Dataset items
╭──

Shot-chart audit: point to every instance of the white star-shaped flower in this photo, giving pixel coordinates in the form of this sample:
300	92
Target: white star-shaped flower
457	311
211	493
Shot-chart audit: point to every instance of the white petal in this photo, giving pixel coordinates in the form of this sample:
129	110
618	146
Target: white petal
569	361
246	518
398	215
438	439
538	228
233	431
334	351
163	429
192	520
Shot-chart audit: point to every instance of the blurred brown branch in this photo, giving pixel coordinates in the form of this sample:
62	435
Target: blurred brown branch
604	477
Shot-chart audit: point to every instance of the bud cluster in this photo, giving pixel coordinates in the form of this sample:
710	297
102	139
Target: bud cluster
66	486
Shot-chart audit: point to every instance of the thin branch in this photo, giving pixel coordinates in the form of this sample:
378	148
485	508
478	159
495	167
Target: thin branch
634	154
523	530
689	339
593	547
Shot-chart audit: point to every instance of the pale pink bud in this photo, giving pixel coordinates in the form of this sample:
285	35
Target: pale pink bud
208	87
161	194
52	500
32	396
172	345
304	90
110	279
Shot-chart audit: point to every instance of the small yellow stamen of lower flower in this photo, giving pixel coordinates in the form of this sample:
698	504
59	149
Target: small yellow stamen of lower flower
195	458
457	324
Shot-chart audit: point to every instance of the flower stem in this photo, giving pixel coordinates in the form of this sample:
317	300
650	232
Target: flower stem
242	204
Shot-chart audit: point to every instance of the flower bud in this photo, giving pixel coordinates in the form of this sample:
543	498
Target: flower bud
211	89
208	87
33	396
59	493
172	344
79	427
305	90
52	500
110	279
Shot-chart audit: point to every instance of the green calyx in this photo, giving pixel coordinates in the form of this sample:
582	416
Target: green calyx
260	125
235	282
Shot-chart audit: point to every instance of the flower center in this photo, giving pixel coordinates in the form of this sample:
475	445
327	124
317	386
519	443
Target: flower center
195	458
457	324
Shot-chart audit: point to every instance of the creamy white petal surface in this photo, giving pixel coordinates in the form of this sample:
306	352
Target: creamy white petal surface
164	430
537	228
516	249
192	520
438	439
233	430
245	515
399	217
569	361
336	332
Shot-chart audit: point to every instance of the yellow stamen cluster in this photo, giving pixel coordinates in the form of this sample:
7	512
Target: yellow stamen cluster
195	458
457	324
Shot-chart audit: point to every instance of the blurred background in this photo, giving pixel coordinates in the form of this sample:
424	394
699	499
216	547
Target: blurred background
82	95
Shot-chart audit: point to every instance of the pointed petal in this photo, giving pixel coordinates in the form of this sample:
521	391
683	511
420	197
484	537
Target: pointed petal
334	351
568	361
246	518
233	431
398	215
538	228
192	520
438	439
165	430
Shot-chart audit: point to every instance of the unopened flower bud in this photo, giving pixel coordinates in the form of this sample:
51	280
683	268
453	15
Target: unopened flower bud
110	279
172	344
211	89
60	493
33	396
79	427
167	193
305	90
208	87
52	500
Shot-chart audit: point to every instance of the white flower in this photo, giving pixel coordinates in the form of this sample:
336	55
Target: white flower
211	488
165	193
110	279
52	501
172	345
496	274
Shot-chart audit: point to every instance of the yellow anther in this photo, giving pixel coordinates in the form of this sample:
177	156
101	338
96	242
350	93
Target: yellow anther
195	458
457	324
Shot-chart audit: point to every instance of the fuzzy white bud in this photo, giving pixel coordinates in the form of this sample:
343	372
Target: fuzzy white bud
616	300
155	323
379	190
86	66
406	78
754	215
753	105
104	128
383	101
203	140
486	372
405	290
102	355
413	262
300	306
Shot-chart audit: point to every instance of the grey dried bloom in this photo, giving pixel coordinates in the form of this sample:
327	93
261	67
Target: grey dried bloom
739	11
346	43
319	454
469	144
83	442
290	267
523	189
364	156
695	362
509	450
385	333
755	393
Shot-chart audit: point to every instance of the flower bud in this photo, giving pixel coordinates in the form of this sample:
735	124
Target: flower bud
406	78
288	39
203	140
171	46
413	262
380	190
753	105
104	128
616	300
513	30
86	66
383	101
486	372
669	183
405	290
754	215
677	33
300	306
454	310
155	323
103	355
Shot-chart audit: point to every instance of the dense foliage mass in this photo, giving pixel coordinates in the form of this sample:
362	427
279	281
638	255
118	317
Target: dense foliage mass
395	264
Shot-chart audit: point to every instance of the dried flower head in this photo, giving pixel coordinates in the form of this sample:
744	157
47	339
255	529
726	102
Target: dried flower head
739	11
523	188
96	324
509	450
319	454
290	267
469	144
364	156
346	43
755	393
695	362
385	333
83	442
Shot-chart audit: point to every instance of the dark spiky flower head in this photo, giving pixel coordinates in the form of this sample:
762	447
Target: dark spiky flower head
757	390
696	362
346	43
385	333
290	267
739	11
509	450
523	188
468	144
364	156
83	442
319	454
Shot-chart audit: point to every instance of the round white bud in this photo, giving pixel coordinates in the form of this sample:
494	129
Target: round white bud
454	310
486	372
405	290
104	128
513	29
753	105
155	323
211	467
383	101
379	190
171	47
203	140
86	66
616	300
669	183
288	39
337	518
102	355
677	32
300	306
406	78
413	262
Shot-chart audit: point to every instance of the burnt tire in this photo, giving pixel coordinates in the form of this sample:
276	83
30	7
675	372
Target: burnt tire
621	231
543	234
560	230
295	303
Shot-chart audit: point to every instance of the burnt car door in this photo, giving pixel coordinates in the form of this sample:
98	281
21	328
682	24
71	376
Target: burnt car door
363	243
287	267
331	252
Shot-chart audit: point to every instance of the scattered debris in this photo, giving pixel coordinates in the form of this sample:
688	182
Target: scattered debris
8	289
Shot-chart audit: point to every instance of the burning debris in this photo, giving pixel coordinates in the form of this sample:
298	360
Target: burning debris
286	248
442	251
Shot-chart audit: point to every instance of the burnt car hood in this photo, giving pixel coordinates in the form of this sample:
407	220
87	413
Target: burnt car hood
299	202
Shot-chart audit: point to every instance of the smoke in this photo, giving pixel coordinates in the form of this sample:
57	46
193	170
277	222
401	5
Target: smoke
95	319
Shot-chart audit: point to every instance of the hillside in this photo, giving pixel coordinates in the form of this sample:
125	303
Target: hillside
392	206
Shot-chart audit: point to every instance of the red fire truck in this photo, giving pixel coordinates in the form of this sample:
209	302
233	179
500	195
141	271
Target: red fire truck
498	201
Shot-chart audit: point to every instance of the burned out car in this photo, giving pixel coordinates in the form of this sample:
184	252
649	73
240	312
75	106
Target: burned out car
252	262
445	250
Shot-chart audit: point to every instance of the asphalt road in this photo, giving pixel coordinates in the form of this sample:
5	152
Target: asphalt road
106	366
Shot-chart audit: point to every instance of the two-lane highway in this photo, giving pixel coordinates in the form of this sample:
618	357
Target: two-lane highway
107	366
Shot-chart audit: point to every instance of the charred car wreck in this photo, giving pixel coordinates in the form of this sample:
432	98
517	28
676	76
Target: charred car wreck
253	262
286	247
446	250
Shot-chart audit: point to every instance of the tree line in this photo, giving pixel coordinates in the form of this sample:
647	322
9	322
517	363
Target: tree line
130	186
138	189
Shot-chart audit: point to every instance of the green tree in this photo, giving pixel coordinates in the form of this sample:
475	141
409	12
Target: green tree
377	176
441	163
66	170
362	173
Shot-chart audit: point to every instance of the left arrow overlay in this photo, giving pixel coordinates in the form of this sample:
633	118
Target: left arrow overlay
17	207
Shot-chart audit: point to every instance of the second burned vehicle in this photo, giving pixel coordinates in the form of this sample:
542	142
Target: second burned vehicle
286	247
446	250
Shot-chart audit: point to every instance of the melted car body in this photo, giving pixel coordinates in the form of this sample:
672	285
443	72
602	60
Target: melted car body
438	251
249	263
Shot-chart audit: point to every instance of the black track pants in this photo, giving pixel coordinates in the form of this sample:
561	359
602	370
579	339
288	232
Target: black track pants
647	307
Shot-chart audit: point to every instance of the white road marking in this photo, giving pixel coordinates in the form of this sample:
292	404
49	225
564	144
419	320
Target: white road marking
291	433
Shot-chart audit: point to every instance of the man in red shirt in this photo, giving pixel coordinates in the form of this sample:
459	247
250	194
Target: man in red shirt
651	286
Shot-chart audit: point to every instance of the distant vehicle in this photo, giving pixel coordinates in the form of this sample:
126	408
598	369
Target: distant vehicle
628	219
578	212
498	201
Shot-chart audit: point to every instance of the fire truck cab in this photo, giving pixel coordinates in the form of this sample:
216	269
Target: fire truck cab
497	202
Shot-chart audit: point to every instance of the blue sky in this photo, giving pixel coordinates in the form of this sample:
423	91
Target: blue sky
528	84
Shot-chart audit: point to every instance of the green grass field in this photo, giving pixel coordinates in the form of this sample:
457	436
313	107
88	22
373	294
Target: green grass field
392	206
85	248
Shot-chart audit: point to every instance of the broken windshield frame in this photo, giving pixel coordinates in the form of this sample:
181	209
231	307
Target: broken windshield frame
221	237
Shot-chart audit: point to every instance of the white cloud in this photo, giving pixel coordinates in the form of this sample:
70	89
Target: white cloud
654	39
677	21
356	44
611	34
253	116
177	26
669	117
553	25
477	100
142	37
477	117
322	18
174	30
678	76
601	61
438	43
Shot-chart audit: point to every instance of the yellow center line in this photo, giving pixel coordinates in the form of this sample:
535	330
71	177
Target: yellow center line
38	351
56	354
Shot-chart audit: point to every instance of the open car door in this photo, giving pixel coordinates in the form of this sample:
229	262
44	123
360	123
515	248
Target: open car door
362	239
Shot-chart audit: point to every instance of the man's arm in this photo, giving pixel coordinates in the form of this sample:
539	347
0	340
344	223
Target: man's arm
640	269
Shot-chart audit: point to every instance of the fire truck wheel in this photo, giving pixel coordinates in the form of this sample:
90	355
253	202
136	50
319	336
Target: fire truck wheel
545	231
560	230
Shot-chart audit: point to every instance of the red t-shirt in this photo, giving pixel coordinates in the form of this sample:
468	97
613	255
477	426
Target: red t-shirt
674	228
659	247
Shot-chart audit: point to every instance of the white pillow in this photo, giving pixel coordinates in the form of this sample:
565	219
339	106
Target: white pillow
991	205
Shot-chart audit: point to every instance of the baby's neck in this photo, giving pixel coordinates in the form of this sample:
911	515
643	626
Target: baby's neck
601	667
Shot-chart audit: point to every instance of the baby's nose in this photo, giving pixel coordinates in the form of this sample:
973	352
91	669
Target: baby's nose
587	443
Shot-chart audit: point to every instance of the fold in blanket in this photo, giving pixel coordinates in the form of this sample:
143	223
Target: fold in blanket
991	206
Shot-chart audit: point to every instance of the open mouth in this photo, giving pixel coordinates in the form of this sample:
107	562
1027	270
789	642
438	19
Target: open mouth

╰──

# [Challenge]
Restate the final lines of the listing above word for word, beginning at the line that contains "truck wheel in".

# [Finished answer]
Shot-chart audit: point to every instance of the fire truck wheel in this photo, giving pixel coordinates in the form of this sample:
90	355
253	202
136	50
319	336
Target: fire truck wheel
545	231
560	230
Shot-chart audit: point to every instance of the red t-shirt in this photo, giving pixel coordinates in the form of this sample:
468	97
613	255
477	426
Target: red t-shirt
674	228
659	247
Shot-chart audit: point to every instance of the white pillow in this photo, giving pixel coordinates in the form of this sample:
565	219
339	106
Target: white pillow
991	205
Shot-chart audit: point to every instance of the baby's neck in this photo, giving pixel coordinates in the form of this sample:
911	515
643	626
Target: baby's neck
601	667
Shot-chart audit: point to every instance of the baby's nose in this photo, giving pixel coordinates in the form of this sample:
973	352
91	669
Target: baby's nose
587	443
Shot-chart audit: point to every instance of the fold in blanket in this photo, giving pixel coordinates in the form of this sample:
143	223
Target: fold in blanket
991	206
Shot-chart audit: point to every instance of the open mouth in this photo, giving pixel coordinates in the form of this sample:
107	562
1027	270
789	642
438	19
Target: open mouth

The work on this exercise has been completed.